Records shown:
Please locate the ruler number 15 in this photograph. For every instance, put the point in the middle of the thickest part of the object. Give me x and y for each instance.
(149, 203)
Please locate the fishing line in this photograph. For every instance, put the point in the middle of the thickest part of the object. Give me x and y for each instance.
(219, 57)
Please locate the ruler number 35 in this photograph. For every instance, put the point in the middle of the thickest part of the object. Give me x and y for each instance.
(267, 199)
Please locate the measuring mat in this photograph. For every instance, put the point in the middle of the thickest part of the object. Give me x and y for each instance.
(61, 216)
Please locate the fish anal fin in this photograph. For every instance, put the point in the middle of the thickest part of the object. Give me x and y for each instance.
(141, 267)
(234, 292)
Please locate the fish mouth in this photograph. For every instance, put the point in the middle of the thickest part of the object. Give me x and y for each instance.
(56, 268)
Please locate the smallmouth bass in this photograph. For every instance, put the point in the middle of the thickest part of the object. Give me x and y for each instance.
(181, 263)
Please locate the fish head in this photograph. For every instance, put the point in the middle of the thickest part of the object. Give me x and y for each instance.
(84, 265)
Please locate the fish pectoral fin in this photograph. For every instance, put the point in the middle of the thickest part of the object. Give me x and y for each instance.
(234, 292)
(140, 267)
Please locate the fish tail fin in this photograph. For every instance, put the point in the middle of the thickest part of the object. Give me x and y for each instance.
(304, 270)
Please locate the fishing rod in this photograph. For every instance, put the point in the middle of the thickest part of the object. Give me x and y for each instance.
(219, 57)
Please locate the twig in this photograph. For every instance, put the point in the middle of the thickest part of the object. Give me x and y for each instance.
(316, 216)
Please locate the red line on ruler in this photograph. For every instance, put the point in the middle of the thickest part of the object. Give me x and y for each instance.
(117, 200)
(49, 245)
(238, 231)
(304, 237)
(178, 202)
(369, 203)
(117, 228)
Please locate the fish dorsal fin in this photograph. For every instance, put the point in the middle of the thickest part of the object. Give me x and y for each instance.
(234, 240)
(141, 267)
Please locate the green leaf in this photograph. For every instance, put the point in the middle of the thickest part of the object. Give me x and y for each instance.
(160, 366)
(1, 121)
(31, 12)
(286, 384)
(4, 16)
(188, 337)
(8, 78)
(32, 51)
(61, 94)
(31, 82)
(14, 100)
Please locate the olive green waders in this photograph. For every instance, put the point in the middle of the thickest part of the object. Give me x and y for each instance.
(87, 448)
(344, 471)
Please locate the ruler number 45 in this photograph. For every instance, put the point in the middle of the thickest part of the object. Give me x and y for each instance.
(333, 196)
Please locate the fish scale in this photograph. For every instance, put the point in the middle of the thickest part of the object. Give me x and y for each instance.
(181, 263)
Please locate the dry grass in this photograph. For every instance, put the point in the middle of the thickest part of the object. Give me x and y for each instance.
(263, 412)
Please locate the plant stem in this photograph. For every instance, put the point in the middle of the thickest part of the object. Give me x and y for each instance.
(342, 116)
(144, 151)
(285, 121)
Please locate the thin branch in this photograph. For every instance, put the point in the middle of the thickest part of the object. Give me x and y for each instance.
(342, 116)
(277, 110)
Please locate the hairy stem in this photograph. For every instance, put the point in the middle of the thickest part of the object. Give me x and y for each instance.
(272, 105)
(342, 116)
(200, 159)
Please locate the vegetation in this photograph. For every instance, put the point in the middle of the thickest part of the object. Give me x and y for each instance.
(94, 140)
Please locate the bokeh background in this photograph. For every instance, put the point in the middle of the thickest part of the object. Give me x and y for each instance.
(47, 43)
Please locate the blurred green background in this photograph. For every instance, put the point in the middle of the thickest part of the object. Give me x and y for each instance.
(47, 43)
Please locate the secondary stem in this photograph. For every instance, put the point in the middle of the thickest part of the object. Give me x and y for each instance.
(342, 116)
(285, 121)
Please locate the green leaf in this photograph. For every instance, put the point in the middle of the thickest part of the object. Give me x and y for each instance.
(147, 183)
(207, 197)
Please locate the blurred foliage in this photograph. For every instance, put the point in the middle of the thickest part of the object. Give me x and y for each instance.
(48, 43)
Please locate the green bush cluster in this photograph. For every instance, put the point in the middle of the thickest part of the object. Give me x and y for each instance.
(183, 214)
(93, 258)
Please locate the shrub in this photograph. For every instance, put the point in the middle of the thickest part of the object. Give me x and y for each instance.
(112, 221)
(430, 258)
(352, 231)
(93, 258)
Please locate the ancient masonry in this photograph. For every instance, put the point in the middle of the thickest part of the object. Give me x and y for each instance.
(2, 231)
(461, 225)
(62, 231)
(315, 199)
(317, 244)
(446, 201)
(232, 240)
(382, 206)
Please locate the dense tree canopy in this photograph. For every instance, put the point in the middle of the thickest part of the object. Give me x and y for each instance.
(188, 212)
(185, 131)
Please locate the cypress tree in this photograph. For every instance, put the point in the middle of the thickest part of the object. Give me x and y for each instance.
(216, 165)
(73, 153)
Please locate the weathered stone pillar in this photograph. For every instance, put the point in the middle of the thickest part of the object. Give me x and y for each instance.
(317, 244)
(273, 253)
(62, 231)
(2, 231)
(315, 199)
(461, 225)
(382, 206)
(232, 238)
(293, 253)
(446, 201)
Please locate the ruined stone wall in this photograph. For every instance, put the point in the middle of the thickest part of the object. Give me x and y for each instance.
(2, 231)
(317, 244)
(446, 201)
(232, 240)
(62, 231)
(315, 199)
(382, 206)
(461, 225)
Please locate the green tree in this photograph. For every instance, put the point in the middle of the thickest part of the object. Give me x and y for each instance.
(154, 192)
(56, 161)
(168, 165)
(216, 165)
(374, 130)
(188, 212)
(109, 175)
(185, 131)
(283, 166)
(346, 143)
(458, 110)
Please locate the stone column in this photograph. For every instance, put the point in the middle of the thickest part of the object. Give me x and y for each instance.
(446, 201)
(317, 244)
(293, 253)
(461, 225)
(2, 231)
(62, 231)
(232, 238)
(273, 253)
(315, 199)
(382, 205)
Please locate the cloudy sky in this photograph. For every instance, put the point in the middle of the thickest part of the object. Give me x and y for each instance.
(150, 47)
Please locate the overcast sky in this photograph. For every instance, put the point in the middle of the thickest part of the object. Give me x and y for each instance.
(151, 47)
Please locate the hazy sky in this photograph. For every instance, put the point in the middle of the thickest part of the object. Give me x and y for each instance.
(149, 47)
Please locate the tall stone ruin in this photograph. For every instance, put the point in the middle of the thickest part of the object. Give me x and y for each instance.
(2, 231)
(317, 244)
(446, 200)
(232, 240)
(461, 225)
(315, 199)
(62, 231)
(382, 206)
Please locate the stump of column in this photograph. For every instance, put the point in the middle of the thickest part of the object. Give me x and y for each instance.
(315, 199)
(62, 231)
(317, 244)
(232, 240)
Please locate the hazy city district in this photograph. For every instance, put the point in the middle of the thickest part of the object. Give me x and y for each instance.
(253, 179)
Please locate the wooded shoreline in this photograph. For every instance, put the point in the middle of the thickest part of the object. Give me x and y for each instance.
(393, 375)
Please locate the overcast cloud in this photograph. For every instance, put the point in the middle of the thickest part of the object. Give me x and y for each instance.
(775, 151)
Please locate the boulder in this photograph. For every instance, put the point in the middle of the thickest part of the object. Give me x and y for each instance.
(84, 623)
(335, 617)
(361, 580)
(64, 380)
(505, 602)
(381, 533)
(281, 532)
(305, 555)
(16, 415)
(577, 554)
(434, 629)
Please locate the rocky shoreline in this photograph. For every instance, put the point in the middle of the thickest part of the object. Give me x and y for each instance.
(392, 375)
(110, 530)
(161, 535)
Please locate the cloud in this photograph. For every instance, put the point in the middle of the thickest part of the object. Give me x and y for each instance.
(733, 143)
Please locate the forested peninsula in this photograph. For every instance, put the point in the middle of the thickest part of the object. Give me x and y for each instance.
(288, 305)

Your instructions: Each line from the one with "Please locate the overcast cloud" through the last line of the records must be written out word for word. Include nothing else.

Correct result:
Please locate the overcast cloud in this photograph. For every instance, put the point in the middle of the thickest part of the object. Give me x and y for each instance.
(775, 151)
Please locate the boulder in this photograph. For every instance, put the point in the middle of the thickest part of the object. Give me x and y for each instance.
(84, 623)
(335, 617)
(361, 580)
(64, 380)
(505, 602)
(381, 533)
(281, 532)
(305, 555)
(16, 415)
(577, 554)
(434, 629)
Please locate the rocky shoreline in this photograph. For every instance, put the point in the middle of the thickest part of the object. Give me x and y for each instance.
(392, 375)
(110, 530)
(161, 535)
Please locate the cloud in this photograph. For every instance, put the point in the middle of the thickest part of the object. Give me x and y for each instance.
(733, 143)
Please locate the forested peninsula in this photograph. For every instance, put the point in the middle of the thickest part of the object. Give me x and y for each instance.
(288, 305)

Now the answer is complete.